• _RECORDS TO USE_:

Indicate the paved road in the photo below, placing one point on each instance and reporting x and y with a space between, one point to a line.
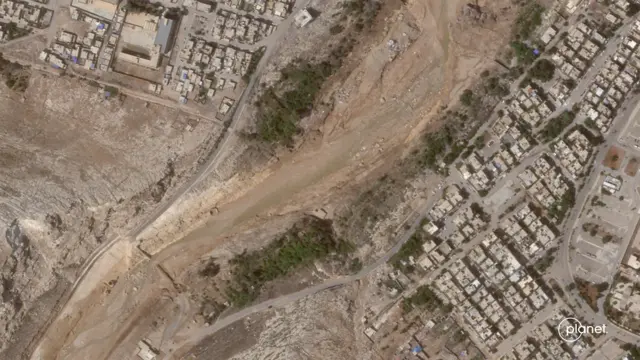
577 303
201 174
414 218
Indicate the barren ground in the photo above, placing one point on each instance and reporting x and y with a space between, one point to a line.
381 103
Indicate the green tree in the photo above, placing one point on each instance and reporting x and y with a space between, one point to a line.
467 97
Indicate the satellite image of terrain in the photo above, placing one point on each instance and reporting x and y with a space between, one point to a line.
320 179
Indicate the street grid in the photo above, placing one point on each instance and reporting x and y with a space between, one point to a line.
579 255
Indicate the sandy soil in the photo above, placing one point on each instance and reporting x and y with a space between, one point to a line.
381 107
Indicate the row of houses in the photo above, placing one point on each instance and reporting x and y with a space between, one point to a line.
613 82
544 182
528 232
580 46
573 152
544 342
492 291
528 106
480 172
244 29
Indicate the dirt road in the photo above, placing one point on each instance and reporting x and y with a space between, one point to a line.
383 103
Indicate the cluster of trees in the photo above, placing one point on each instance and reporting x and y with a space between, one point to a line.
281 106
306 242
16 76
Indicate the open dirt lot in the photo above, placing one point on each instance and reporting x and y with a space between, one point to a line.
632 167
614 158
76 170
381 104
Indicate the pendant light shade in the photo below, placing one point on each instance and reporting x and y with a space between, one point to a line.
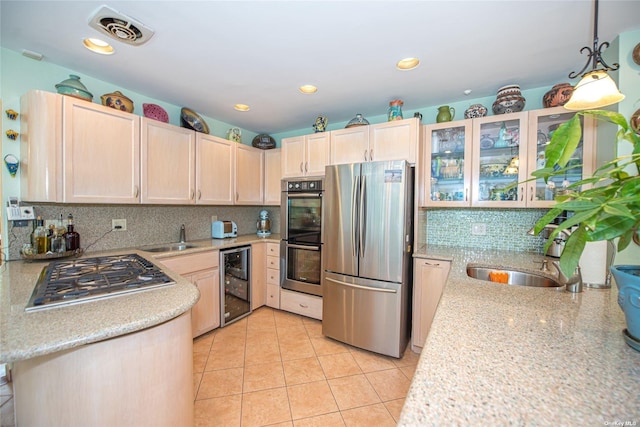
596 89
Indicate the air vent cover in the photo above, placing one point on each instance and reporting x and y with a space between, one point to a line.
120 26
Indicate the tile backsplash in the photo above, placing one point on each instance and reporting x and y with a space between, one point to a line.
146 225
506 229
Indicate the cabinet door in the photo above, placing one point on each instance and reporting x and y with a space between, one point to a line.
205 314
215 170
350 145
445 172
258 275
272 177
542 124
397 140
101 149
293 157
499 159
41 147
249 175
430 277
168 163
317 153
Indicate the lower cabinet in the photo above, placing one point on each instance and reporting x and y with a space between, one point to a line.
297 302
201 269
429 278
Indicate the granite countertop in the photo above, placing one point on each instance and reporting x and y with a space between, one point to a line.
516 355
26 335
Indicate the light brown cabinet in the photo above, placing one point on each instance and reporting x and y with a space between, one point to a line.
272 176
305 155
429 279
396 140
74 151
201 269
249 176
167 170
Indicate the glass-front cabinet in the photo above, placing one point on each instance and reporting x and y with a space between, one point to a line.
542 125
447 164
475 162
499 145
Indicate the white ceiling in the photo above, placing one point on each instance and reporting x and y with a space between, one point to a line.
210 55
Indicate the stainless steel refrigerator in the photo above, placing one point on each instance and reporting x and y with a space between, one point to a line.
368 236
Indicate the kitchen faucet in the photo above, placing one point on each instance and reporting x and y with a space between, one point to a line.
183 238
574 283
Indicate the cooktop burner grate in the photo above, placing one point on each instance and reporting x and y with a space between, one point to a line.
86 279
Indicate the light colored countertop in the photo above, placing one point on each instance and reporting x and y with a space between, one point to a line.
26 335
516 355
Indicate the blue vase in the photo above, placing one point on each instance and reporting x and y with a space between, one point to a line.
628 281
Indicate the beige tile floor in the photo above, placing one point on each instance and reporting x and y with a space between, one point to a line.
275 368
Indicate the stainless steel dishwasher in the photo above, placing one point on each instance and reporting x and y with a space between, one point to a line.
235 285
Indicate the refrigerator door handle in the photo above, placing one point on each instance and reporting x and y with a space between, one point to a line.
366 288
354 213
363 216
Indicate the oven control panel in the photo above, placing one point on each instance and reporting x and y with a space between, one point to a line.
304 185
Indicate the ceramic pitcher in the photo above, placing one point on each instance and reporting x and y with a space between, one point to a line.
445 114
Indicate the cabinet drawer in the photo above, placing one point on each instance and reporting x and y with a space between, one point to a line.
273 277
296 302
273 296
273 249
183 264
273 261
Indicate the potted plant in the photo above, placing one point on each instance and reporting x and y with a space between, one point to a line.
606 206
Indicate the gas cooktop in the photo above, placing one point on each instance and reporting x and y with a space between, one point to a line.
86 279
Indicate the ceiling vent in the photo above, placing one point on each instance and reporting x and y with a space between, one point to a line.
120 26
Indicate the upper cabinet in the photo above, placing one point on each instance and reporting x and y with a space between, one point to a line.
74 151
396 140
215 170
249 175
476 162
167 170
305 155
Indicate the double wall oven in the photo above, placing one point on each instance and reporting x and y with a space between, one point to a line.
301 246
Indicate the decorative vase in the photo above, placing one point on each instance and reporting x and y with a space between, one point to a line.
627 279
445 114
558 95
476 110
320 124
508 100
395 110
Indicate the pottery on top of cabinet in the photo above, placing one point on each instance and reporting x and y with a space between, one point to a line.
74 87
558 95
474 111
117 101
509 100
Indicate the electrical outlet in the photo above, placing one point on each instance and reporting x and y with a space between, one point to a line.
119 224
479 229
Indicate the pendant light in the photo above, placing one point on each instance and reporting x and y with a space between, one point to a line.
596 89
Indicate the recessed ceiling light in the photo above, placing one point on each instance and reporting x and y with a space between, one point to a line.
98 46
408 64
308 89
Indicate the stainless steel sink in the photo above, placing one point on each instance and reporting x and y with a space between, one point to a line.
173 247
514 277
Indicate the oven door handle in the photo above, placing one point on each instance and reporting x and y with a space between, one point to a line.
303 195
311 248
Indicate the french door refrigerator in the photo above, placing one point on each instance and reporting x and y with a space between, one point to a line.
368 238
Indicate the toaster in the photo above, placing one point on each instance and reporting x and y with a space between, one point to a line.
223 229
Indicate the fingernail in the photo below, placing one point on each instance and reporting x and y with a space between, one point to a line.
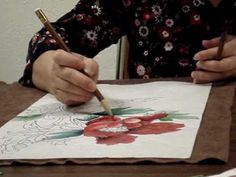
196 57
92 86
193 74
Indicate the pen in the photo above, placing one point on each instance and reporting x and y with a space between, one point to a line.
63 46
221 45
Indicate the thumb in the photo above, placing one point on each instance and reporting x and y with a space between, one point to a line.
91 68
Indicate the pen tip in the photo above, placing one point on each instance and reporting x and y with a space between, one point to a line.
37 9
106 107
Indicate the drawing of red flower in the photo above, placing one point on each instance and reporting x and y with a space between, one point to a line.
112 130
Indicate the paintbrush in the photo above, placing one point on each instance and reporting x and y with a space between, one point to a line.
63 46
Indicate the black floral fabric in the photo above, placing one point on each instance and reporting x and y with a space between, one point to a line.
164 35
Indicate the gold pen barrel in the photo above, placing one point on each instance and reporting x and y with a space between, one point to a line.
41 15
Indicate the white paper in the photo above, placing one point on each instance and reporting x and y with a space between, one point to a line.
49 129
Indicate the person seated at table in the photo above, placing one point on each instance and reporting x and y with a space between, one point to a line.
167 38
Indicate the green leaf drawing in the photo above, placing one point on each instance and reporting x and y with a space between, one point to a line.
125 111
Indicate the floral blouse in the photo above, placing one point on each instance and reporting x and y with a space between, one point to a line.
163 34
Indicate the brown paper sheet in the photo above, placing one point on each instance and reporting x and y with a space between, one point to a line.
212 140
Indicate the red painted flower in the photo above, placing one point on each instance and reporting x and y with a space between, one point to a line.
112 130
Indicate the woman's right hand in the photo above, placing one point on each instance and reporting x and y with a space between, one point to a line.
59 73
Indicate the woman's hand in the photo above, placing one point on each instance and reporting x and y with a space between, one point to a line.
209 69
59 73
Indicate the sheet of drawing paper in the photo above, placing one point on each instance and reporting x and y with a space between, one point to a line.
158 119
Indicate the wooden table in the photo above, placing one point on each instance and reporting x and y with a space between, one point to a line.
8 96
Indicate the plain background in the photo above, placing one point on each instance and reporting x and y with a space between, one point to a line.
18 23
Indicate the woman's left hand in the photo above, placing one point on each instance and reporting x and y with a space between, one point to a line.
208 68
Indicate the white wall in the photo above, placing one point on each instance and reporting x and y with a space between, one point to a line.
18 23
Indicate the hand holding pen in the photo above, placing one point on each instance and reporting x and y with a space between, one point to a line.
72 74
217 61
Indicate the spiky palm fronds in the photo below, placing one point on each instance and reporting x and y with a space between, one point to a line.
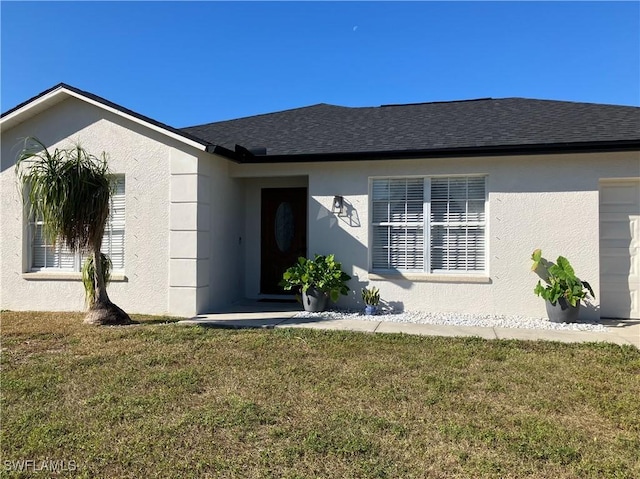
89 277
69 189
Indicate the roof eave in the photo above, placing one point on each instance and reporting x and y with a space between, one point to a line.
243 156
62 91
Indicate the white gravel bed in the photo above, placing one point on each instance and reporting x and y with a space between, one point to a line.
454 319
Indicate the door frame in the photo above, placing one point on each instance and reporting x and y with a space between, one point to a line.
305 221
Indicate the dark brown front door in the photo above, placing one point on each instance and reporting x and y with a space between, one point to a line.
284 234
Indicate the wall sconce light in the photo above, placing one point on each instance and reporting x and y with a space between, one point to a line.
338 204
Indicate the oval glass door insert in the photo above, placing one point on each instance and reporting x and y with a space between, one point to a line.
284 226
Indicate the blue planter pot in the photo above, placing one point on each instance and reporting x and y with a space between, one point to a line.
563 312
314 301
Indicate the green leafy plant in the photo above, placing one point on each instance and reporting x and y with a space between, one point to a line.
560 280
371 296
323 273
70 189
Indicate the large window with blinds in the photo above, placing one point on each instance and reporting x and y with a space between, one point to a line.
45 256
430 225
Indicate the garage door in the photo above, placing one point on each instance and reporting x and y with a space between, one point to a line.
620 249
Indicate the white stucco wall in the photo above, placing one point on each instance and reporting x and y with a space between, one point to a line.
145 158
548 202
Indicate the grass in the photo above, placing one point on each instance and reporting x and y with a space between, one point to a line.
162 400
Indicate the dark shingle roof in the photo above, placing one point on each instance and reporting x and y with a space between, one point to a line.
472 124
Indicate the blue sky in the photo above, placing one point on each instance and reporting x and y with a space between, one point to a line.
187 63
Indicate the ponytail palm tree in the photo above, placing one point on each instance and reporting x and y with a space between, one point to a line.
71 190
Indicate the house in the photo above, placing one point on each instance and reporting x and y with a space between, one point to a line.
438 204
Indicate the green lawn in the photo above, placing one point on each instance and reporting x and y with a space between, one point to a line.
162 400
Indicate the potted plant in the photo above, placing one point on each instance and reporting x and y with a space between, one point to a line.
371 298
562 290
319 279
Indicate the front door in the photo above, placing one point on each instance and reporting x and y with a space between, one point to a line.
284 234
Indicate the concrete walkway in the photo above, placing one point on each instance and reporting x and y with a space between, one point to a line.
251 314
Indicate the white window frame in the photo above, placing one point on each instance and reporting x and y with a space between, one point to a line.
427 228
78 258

--

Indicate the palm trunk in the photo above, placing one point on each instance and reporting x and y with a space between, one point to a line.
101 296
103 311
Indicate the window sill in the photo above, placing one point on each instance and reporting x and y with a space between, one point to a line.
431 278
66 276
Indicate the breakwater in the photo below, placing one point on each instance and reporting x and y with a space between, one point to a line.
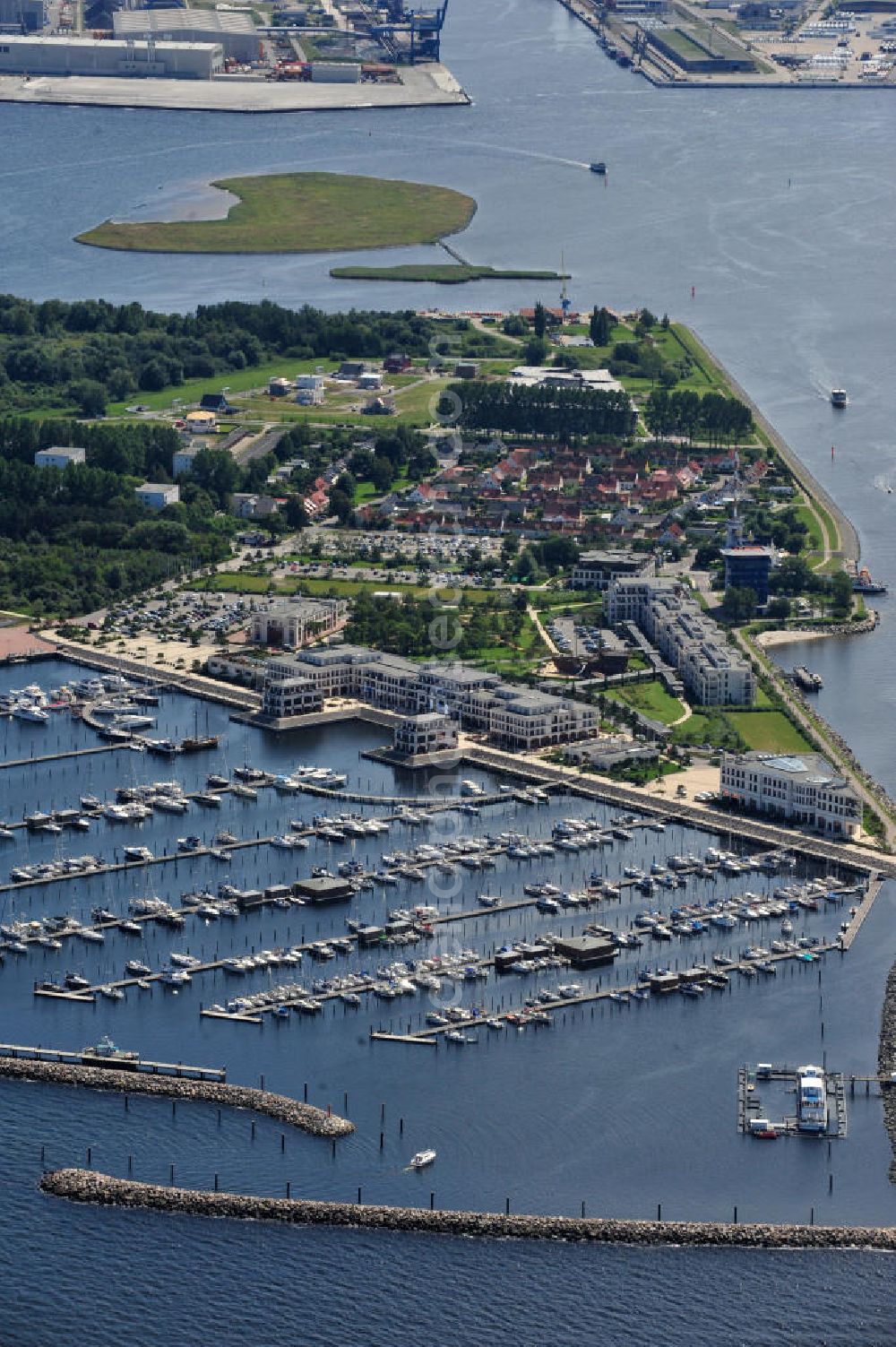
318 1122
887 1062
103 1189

...

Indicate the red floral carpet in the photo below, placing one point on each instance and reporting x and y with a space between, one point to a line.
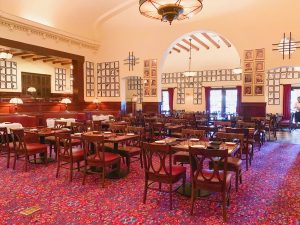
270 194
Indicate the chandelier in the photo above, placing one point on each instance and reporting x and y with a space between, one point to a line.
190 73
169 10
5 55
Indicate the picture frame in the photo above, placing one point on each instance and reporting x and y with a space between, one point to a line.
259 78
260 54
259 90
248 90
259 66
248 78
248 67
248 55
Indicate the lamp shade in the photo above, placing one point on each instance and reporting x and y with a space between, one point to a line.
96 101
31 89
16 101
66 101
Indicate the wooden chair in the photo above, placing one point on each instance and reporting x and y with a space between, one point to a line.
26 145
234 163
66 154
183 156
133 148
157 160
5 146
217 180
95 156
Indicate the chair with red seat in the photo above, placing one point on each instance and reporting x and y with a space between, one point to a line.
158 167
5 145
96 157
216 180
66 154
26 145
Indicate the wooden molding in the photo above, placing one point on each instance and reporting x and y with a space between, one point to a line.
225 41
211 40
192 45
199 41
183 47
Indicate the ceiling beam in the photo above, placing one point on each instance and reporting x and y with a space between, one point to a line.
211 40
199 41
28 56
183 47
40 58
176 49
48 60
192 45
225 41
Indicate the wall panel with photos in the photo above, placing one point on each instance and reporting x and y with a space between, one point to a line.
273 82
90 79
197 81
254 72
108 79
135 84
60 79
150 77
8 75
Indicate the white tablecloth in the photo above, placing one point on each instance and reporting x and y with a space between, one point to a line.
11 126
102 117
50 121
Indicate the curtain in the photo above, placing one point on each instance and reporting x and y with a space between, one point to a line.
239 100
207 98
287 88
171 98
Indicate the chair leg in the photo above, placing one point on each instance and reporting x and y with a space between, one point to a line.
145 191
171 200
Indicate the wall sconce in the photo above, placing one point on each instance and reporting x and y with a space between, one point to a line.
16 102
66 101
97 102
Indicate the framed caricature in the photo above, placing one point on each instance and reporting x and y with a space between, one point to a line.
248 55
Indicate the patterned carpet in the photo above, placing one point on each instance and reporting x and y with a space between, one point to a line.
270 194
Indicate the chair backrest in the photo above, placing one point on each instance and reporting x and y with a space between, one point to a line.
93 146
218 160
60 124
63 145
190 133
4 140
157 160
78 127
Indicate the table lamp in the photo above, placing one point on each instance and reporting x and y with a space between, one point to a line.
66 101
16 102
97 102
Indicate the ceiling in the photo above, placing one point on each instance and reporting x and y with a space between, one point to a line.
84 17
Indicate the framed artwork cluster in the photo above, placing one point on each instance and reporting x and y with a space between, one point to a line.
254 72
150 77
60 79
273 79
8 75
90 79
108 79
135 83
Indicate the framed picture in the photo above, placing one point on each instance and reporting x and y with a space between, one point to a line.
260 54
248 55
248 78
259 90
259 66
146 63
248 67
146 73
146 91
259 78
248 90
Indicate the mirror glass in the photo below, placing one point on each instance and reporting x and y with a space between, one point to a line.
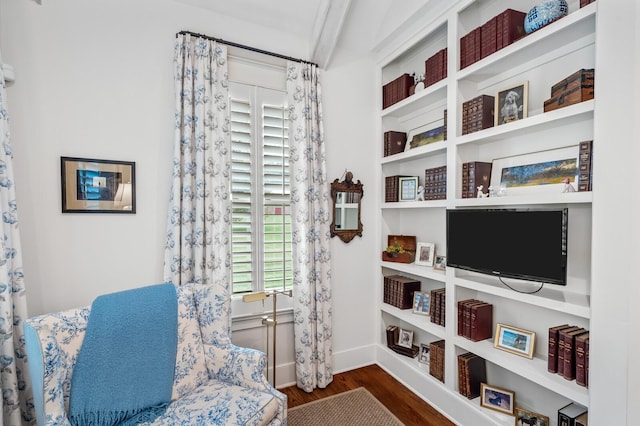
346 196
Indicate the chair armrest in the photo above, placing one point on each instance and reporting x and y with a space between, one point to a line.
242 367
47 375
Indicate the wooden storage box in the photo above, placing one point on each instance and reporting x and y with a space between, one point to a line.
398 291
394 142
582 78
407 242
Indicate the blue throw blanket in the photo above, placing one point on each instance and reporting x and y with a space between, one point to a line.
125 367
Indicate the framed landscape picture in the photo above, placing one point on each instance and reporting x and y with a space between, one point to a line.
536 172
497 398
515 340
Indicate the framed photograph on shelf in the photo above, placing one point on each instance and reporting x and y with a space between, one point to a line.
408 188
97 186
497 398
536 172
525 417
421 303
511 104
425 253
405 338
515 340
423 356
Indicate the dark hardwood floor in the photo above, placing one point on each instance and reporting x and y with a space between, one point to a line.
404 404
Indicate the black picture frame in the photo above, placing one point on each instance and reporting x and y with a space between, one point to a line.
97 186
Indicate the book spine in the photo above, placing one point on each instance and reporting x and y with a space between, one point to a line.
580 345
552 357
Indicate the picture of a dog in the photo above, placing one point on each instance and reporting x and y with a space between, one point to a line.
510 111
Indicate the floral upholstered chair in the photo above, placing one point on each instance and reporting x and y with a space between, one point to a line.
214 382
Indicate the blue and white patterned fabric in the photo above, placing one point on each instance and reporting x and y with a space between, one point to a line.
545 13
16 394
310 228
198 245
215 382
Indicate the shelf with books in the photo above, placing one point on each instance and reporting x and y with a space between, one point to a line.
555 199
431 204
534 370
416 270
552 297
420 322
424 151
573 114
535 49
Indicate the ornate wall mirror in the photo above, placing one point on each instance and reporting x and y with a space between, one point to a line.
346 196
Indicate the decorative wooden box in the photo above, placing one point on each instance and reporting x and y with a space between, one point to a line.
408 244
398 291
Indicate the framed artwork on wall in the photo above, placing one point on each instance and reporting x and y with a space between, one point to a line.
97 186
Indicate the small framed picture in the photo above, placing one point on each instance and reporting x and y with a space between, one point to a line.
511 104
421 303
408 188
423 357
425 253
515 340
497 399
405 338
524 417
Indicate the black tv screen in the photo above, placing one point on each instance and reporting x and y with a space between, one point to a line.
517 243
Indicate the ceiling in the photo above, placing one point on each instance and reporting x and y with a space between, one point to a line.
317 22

• _EXERCISE REQUIREMENTS_: Gather every line of the material above that contains the string "vent", and copy each one in full.

• _REPLY TO THE TASK_:
Indicate the air vent cover in the photo above, placing one point on each instance and reporting x and y with a space between, one point to a line.
Indicate the ceiling vent in the photo above, placing one point on each instance and reporting x and y with a space between, one point to a line.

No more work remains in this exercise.